Given data
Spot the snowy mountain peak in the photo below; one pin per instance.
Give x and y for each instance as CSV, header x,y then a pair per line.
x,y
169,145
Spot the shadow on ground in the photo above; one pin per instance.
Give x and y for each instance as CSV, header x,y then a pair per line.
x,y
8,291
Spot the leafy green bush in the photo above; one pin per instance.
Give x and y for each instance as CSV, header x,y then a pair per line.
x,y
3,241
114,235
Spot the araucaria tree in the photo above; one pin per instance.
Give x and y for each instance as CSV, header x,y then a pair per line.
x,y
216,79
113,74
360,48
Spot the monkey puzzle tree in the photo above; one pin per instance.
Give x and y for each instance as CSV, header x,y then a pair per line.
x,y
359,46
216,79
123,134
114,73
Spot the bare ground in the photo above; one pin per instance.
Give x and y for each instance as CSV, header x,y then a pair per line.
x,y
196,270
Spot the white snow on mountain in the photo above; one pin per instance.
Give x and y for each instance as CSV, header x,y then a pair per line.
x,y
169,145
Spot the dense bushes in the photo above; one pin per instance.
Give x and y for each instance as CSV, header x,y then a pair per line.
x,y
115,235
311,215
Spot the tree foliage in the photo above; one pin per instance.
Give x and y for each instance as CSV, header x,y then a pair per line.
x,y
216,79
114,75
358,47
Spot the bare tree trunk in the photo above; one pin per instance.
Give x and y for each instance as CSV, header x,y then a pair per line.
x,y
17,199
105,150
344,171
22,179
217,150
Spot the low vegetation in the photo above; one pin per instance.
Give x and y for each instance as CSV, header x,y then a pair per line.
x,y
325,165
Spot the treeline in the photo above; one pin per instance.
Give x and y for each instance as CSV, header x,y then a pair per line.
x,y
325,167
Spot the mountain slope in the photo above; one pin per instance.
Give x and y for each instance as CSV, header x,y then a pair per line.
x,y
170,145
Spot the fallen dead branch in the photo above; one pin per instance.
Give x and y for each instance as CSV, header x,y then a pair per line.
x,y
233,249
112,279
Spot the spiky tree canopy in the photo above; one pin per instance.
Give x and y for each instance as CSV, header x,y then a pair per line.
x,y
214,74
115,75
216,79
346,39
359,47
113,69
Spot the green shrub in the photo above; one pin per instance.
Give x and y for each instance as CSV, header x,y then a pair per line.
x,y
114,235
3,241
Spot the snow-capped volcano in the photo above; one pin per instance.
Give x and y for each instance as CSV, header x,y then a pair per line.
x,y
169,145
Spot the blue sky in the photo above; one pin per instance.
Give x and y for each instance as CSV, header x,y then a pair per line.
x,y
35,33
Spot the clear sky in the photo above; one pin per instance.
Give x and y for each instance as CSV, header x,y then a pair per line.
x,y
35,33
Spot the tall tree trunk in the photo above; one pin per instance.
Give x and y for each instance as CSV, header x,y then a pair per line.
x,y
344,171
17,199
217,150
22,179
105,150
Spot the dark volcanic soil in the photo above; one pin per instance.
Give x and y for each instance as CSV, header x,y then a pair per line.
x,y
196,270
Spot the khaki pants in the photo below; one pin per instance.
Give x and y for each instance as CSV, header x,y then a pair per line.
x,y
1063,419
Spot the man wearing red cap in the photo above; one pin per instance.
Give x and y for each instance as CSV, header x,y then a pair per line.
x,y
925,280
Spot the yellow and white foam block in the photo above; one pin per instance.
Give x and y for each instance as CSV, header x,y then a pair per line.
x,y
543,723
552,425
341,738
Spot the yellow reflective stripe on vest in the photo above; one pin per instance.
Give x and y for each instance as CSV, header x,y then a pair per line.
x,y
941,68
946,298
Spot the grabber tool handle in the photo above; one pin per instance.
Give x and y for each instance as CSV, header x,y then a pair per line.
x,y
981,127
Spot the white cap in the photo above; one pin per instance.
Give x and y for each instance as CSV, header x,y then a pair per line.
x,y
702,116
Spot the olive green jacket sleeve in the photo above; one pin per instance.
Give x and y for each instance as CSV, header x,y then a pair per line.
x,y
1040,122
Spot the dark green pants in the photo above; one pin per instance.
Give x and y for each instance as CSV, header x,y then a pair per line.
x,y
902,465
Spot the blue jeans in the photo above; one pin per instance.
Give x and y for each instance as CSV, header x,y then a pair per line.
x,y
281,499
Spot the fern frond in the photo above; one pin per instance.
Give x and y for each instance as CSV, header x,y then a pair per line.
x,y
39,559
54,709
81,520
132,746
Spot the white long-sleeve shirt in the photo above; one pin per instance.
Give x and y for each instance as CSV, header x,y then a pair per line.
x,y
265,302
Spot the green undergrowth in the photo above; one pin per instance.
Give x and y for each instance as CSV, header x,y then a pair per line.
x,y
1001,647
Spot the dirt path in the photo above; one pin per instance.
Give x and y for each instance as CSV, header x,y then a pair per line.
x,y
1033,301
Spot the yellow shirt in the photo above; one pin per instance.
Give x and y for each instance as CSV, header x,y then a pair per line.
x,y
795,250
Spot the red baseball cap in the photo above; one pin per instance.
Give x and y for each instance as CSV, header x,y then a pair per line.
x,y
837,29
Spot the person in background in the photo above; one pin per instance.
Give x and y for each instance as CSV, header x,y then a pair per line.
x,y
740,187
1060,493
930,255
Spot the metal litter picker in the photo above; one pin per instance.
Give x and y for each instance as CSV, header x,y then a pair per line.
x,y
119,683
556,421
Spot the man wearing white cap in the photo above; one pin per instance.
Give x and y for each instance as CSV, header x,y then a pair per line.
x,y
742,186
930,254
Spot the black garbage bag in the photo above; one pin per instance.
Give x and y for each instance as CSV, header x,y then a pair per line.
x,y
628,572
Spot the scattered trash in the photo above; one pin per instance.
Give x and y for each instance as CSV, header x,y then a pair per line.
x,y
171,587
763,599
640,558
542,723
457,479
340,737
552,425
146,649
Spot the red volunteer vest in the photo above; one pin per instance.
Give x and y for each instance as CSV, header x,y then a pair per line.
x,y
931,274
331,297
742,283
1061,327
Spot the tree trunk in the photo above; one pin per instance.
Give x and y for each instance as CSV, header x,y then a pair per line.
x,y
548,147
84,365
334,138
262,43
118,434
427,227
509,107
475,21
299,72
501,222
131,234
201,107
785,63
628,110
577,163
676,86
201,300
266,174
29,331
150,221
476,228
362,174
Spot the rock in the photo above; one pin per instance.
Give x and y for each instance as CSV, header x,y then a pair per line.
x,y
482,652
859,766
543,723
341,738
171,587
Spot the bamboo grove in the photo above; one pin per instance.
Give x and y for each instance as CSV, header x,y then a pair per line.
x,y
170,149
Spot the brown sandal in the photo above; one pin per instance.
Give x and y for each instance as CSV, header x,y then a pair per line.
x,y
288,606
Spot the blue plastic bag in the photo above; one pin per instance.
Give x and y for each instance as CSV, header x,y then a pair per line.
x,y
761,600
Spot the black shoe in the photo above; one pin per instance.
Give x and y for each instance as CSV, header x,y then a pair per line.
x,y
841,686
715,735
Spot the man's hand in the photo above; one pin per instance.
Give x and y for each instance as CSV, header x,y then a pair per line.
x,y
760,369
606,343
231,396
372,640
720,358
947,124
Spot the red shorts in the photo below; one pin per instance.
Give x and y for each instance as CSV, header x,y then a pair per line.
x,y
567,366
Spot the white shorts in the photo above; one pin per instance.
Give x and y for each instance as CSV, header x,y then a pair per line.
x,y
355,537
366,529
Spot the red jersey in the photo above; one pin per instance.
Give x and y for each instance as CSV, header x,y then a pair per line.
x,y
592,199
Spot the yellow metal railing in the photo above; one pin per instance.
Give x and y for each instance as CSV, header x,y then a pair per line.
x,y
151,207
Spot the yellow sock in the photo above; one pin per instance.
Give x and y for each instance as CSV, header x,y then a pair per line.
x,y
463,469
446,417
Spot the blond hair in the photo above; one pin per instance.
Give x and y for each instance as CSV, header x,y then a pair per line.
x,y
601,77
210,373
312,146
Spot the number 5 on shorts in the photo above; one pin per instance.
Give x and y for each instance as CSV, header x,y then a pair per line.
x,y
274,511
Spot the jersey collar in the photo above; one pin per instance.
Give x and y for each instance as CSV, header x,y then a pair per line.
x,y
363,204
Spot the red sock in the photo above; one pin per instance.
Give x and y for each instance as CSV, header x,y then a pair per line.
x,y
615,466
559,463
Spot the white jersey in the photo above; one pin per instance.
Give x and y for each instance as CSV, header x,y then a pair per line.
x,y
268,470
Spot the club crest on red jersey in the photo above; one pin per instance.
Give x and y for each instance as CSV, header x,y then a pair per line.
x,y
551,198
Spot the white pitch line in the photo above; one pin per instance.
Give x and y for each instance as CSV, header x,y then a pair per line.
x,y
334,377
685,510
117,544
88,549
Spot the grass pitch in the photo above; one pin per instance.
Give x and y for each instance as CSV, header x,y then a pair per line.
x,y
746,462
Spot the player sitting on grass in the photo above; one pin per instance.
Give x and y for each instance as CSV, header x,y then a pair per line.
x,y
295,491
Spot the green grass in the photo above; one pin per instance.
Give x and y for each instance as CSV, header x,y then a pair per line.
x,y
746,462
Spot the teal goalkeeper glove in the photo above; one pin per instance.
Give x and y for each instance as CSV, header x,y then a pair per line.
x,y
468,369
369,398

Task item
In the data above, which lines lie between the line with "Spot the dirt" and the line with "Spot the scattered", inclusive? Print those lines exactly and nothing else.

Expected answer
Spot the dirt path in the photo above; one pin per instance.
Give x and y for each instance as CSV, header x,y then a pair per line.
x,y
1033,301
Spot the yellow shirt in the photo above; one pin per instance.
Give x and y for each instance as CSV, header x,y then a pair per line.
x,y
795,250
Spot the red baseball cap in the photo above; one pin per instance.
Give x and y for each instance as CSV, header x,y then a pair per line.
x,y
837,29
Spot the person in background in the photo above; one pin per instance.
Give x and y for each instance as CSV, header x,y then a pair per line.
x,y
740,187
1060,493
930,255
Spot the metal litter picker in the photo above; one pin per instance.
Give x and y for each instance as CSV, header x,y then a pair per line.
x,y
119,683
556,421
Spot the man wearing white cap in the photo above; one pin per instance.
Give x and y for each instance as CSV, header x,y then a pair per line.
x,y
742,186
930,254
Spot the black garbage bag in the photo above; one pin per instance.
Give x and y for each instance as CSV, header x,y then a pair per line.
x,y
628,572
Spot the scattered trash in the photo above; one pin per instance.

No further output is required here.